Étude du document:
[1] D'après le texte sur le pontificat du pape François, combien de fois au moins le pape a-t-il parlé du roman d'anticipation depuis son accession au trône de saint Pierre ?
[2] Reprenez le texte sur le pontificat du pape François et rédigez sa suite à partir de sa dernière phrase.

-------- Texte à lire --------

Et cette suite c’est le pape François et son pontificat, marqués par cette caractéristique profonde décrite par l’abbé Barthe : un « magistère faible » (3), qui se résume à « marcher ensemble » comme nous y invite avec insistance le synode sur la synodalité, acmé du règne pontifical.

Pourquoi donc le pape François nous invite-t-il lui aussi à lire ce roman d’anticipation dont il a parlé à trois reprises au moins depuis son accession au trône de saint Pierre ? (4) Quel est son angle d’approche ? Quelle est sa conviction ? Il est bien difficile d’avoir une idée claire et précise de l’intérêt du pape à la lecture de ces trois déclarations.

Il nous semble cependant (cette analyse n’est qu’une intuition personnelle) que l’attrait du pape des périphéries et de la synodalité pour ce roman pourrait s’expliquer par un double mouvement : d’une part la défiance envers « les nouvelles formes de pouvoir dérivées du paradigme techno-économique (qui) finissent par balayer non seulement la politique mais aussi la liberté et la justice » (Laudato si, n° 53), d’autre part la ferme intention du pape de tracer une voie nouvelle pour l’Église en sortie à laquelle « ne peut correspondre qu’une théologie sortante » (5).

En somme, le secret dessein du pape François ne serait-il pas de faire mentir Benson et de changer la fin eschatologique du roman ? Il nous semble en effet que la recherche de réorientation systématique du catholicisme d’un enfermement doctrinal régulièrement dénoncé est une clé du pontificat. De là viendraient les orientations les plus marquantes du règne bien que d’inégale portée : communion aux couples divorcés et civilement remariés, posture écologique, bénédiction d’homosexuels, élimination des catholiques de tradition, méfiance envers les contemplatifs, condamnation de la peine de mort, gages interreligieux, accueil inconditionnel des migrations… orientations qui concourent toutes à cette ambition de changement de cap.

-------- Extraits de données --------

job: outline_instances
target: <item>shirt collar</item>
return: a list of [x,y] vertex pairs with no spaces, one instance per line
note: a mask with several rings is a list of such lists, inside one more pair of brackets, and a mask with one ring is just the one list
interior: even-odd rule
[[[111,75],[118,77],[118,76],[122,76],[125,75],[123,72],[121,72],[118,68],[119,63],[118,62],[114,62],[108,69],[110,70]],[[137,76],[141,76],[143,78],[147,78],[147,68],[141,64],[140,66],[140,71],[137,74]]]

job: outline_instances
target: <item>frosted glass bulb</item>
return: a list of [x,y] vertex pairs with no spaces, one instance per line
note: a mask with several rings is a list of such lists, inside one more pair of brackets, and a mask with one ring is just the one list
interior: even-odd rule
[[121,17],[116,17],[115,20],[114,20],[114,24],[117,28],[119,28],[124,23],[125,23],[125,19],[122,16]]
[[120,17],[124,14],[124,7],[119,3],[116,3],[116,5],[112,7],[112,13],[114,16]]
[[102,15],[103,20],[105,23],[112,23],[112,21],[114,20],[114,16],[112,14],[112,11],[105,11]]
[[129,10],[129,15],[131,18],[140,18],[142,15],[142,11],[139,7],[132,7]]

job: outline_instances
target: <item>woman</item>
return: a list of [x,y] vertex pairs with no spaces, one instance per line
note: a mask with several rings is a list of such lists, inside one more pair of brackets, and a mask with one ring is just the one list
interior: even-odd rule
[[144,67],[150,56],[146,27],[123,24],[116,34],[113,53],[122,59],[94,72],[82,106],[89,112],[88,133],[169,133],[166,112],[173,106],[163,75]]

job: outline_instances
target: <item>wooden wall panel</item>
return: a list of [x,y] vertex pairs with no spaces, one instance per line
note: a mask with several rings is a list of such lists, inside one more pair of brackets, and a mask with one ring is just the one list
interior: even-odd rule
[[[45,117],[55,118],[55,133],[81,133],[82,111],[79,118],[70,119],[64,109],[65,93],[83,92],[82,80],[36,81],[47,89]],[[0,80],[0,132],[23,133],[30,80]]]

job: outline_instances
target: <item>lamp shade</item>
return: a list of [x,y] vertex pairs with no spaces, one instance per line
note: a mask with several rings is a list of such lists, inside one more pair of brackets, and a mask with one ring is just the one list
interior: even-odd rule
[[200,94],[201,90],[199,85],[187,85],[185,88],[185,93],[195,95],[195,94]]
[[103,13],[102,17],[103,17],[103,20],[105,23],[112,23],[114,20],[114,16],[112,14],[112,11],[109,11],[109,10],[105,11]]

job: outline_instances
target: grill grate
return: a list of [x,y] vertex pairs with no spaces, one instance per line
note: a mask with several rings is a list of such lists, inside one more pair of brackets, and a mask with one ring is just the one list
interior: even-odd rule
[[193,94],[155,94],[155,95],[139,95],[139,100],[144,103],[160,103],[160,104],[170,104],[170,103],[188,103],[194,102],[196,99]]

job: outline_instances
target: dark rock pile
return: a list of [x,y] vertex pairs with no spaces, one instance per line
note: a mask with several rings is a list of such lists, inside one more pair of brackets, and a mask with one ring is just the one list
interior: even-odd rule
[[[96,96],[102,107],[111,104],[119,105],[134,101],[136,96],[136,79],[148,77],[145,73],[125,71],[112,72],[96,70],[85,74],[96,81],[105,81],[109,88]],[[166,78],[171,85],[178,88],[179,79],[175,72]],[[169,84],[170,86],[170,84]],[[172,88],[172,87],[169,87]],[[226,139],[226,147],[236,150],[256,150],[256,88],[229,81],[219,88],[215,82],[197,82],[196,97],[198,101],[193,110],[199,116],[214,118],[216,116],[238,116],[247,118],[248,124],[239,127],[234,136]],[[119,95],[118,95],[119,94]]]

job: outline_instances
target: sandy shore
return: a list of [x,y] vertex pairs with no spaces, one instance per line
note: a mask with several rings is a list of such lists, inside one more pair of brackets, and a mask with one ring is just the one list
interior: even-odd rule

--------

Réponses par numéro:
[1] À trois reprises au moins.

[2]
Le christianisme induit par cette politique est un christianisme de marche ensemble, d’empathie silencieuse, d’hôpital de campagne, de refus du jugement. Il ambitionne ainsi de réconcilier le christianisme avec la modernité et d’échapper à la confrontation finale que la regrettable intransigeance d’un catholicisme post-tridentin (mais aussi post-grégorien et même post-constantinien) rendrait inéluctable.

Cette politique semble induire que le catholicisme ne serait pas cet ensemble de croyances formelles, liées à un culte sacrificiel, légitimées par une lecture confiante des Écritures saintes fondée sur la Tradition qui en donne la juste interprétation. Le catholicisme serait une manière de tenir la main du monde pour aider les hommes à vivre leur vie le plus paisiblement possible avant de goûter le salaire d’un paradis garanti (6).

C’est cette compréhension du christianisme qu’il faudrait retrouver en sacrifiant la stratification dogmatico-rituelle accumulée au cours des siècles depuis la fin de la période apostolique (c’est-à-dire la Tradition). La doctrine se trouvant (au mieux) reléguée à un idéal inaccessible. La modernité, au contraire, étant pour le pape et selon l’analyse de l’abbé Barthe (7)  « susceptible d’être évangélisée et même de devenir instrument d’expression du message, comme le fut le matériel philosophique grec des premiers siècles ».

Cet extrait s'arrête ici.